■ Aim of the task
Everything from the line containing "Where can the car" through the last line of the records must be returned verbatim, and nothing outside that range.

[Saved entries]
■ ■ ■
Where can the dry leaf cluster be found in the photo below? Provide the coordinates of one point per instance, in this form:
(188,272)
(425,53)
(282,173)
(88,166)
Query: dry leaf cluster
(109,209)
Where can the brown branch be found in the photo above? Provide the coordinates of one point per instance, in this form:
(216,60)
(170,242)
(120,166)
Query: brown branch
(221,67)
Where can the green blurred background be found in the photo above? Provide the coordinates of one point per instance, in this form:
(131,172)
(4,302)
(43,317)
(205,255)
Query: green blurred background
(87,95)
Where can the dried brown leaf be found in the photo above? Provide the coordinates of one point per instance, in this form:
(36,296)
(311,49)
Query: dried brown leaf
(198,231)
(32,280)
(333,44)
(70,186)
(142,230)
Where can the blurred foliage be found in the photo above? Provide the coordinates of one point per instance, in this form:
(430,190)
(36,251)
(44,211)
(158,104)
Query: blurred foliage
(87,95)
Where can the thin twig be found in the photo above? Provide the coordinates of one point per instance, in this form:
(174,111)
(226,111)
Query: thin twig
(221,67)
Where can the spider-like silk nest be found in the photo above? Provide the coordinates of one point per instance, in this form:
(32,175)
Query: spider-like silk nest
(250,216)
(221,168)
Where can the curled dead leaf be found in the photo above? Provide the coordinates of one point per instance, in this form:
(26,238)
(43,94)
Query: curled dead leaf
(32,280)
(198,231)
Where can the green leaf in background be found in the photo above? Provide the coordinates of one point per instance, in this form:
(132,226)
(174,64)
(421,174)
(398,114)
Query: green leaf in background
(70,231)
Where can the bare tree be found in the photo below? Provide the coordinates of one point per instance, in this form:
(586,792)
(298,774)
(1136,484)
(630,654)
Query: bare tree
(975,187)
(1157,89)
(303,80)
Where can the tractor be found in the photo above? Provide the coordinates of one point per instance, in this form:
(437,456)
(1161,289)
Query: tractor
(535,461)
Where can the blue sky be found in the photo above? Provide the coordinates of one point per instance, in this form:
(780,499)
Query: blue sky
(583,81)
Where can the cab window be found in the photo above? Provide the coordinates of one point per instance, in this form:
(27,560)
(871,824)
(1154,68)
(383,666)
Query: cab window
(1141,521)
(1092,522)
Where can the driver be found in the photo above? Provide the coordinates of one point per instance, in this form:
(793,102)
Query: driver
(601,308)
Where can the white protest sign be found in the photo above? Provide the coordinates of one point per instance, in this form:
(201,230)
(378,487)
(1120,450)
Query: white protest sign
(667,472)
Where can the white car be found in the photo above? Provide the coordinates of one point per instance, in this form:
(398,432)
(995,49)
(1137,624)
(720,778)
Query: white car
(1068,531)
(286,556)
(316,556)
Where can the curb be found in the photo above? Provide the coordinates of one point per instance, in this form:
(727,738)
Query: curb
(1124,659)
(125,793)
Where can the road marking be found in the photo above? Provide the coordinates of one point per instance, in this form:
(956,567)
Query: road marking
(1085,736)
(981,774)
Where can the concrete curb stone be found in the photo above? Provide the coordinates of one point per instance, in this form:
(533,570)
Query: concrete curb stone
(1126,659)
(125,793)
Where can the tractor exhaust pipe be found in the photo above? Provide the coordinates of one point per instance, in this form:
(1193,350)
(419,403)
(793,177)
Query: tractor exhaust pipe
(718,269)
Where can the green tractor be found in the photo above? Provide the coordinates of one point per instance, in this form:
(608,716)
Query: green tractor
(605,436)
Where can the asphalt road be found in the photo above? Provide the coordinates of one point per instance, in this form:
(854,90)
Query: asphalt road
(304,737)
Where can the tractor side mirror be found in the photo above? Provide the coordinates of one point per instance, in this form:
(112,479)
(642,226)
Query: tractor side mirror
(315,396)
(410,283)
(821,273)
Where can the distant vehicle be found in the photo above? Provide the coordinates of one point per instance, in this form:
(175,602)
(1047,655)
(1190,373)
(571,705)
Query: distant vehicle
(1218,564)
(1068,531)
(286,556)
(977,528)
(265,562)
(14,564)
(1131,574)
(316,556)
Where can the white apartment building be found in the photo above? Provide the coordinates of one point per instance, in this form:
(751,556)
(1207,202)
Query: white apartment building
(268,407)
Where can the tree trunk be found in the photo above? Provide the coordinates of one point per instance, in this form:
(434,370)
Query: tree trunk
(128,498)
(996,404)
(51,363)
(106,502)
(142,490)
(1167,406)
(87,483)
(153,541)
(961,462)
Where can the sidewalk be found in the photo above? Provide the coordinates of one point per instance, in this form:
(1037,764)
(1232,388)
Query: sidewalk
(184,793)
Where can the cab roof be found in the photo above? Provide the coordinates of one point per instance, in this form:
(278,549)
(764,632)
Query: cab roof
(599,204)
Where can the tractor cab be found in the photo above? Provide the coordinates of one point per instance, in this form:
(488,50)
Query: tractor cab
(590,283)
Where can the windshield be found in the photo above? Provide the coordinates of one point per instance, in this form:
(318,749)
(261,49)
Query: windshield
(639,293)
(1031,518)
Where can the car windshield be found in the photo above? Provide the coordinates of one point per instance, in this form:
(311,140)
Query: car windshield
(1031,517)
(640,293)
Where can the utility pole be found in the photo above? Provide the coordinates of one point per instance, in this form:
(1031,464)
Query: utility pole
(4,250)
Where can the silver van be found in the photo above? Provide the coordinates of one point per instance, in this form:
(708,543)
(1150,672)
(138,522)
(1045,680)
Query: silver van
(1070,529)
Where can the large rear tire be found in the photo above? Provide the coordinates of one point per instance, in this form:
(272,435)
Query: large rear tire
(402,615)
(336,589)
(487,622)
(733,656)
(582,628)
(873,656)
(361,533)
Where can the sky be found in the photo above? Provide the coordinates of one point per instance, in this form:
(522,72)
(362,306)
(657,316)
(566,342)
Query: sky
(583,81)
■ ■ ■
■ Response below
Where can the car windshield be found in the photo above? Provide the coordinates of one point per instance, in this form:
(311,140)
Query: car windshield
(1031,517)
(640,293)
Where can the utility pole be found in the photo above? Provide the coordinates of one point per instance, in this form:
(1031,464)
Query: utility pole
(4,250)
Where can the silver van be found in the photo above? Provide the coordinates of one point per instance, in this form:
(708,543)
(1150,672)
(138,522)
(1045,680)
Query: silver van
(1070,529)
Where can the large rear tire be found in the photo above? Provide the coordinates of one point per instance, in this form:
(272,435)
Query: large rear tire
(402,615)
(336,589)
(487,622)
(733,656)
(582,628)
(873,656)
(361,533)
Where can the sky be found in the photo above? Provide the coordinates of one point per instance, in this form:
(522,72)
(362,306)
(657,316)
(566,342)
Query: sky
(583,81)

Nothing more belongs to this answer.